Please output every line of the records below as a JSON list of strings, one string per line, with blank lines skipped and the pictures left out.

ENTRIES PROVIDED:

>> Start

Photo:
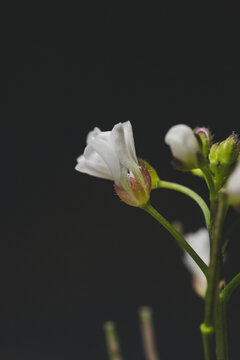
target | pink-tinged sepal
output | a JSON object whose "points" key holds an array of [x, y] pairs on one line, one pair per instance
{"points": [[136, 194]]}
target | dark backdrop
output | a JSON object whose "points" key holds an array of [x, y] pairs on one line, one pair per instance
{"points": [[72, 255]]}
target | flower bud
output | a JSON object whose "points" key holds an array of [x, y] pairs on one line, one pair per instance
{"points": [[184, 146], [233, 186], [205, 138], [135, 192], [152, 172], [223, 157]]}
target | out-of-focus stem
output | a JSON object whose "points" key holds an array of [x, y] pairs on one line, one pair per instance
{"points": [[113, 344], [148, 336]]}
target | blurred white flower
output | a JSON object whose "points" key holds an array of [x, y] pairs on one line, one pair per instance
{"points": [[200, 242], [111, 155], [184, 145], [233, 186]]}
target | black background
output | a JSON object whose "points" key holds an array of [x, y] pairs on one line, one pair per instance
{"points": [[72, 255]]}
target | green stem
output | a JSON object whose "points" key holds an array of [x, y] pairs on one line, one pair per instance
{"points": [[221, 330], [192, 194], [224, 296], [213, 277], [180, 239], [210, 183]]}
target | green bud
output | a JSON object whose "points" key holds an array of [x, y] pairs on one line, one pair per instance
{"points": [[223, 157], [205, 138], [153, 174]]}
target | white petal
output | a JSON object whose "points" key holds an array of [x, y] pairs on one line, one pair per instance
{"points": [[233, 186], [89, 167], [123, 144], [92, 134], [129, 139], [107, 153], [182, 142]]}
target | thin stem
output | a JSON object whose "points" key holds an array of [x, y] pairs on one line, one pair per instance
{"points": [[221, 330], [112, 341], [180, 239], [221, 319], [192, 194], [210, 183], [148, 336], [213, 278]]}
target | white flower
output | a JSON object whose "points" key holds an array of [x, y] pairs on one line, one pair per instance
{"points": [[111, 155], [200, 242], [233, 186], [184, 145]]}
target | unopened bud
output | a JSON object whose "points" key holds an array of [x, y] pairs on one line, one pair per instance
{"points": [[223, 157], [205, 137], [185, 147], [137, 191]]}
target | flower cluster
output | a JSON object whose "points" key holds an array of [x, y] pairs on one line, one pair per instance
{"points": [[111, 155]]}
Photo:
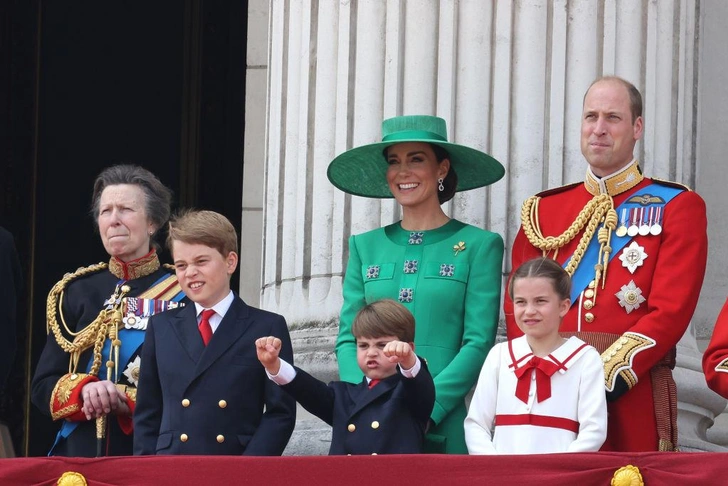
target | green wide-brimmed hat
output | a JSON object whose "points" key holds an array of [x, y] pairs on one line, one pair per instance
{"points": [[362, 171]]}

>> End

RESPONSE TO THE TASK:
[
  "Photo:",
  "target | pink-tinged sepal",
  "output | a JSON object whose \"points\" key holds an array of [x, y] pairs on one line, one pair per instance",
  "{\"points\": [[136, 194]]}",
  "target | dark backdrop",
  "output | a JSON object whose \"points\" key holds an array of [x, y] pairs on one line, one pair per instance",
  "{\"points\": [[72, 255]]}",
  "target | flower bud",
  "output | a JSON object whose \"points\" key holds an array of [x, y] pairs on one line, one pair per instance",
  "{\"points\": [[184, 146], [233, 186], [205, 138], [135, 192], [152, 172], [223, 157]]}",
  "target | out-of-focus stem",
  "output | a JSON object whose \"points\" key holds an array of [x, y] pairs on one line, one pair per instance",
  "{\"points\": [[113, 344], [148, 336]]}",
  "target | blurred white flower",
  "output | a JSON object whose \"points\" key holds an array of [x, y] pairs on one line, one pair per instance",
  "{\"points\": [[200, 242], [111, 155], [184, 145], [233, 186]]}",
  "target | black background",
  "output | a JSON object whose \"points\" key holds an array of [x, y] pairs on one line, one pair per instance",
  "{\"points\": [[72, 255]]}",
  "target | green stem",
  "output | a JSON object whose \"points\" key holds an array of [x, y] pairs on one line, one pair per instance",
  "{\"points\": [[221, 330], [192, 194], [224, 296], [213, 277], [180, 239], [210, 183]]}",
  "target | green bud",
  "output | a JSON object whose \"points\" key holds an array of [x, y] pairs on one line, one pair per instance",
  "{\"points\": [[223, 157], [205, 138], [153, 174]]}",
  "target | white petal",
  "output | a JSON object whose \"points\" key holds an array of [x, y] pairs on one line, one pair per instance",
  "{\"points\": [[233, 186], [89, 167], [123, 144], [92, 134], [129, 139], [107, 153], [182, 142]]}",
  "target | thin stem",
  "output | a JSON object whose \"points\" key holds an array of [x, y] pairs on one line, one pair per instance",
  "{\"points\": [[221, 330], [112, 341], [180, 239], [221, 319], [192, 194], [210, 183], [148, 336], [213, 278]]}",
  "target | white flower",
  "output | a JSON object whose \"points\" key holds an array of [x, y] pairs on one line, one pair per instance",
  "{\"points\": [[111, 155], [200, 242], [233, 186], [184, 145]]}",
  "target | unopened bud",
  "output | a JSON object whose \"points\" key holds an array of [x, y] pairs on one line, one pair per instance",
  "{\"points\": [[223, 157], [205, 137], [185, 147], [137, 191]]}",
  "target | flower cluster",
  "output | a JSON object whose \"points\" key holds an array of [x, y] pairs on one line, one pair per instance",
  "{\"points\": [[111, 155]]}",
  "Photo:",
  "target | green wide-brimmed hat",
  "output | a JSON object whose \"points\" key holds an array of [x, y] pairs on one line, one pair per instance",
  "{\"points\": [[362, 171]]}"
]